● **WHAT THE TASK ASKS**:
Write the next part of the article on the 1935 film This Is the Life, picking up after its final sentence.

● **PASSAGE SHOWN**:
__________
- Theatrical release poster
- Directed by: Marshall Neilan
- Screenplay by: Lamar Trotti Arthur T. Horman
- Story by: C. Graham Baker Gene Towne Sid Brod Lou Breslow
- Produced by: Sol M. Wurtzel
- Starring: Jane Withers John McGuire Sally Blane Sidney Toler Francis Ford
- Cinematography: Daniel B. Clark
- Edited by: Fred Allen
- Music by: David Buttolph
- Production company: Fox Film Corporation
- Distributed by: 20th Century Fox
- Release date: October 18, 1935;
- Running time: 63 minutes
- Country: United States
- Language: English

= This Is the Life (1935 film) =

1935 film by Marshall Neilan

This Is the Life is a 1935 American comedy film directed by Marshall Neilan and written by Lamar Trotti and Arthur T. Horman. The film stars Jane Withers, John McGuire, Sally Blane, Sidney Toler, Gloria Roy and Gordon Westcott. The film was released on October 18, 1935, by 20th Century Fox.
__________
● **STORED DATA**:

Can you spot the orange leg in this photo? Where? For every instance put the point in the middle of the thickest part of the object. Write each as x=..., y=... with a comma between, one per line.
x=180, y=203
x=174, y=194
__________
● **OUTPUT**:
==Cast==
- Jane Withers as Geraldine 'Jerry' Revier
- John McGuire as Michael Grant
- Sally Blane as Helen Davis
- Sidney Toler as Professor Lafcadio F. Breckenridge
- Gloria Roy as Diane Revier
- Gordon Westcott as Ed Revier
- Francis Ford as 'Sticky' Jones
- Emma Dunn as Mrs. Davis

==Critical reception==
Variety wrote "pathos, sympathetic appeal and some amusing comedy touches combine to make this release palatable." They wrote that the film was built around the talents of its star, Jane Withers, and that she sang and danced well and played one of the most "natural parts any child performer has been given on the screen. A sort of female Jackie Cooper." John McGuire and Sidney Toler were also acknowledged for the quality of their performances.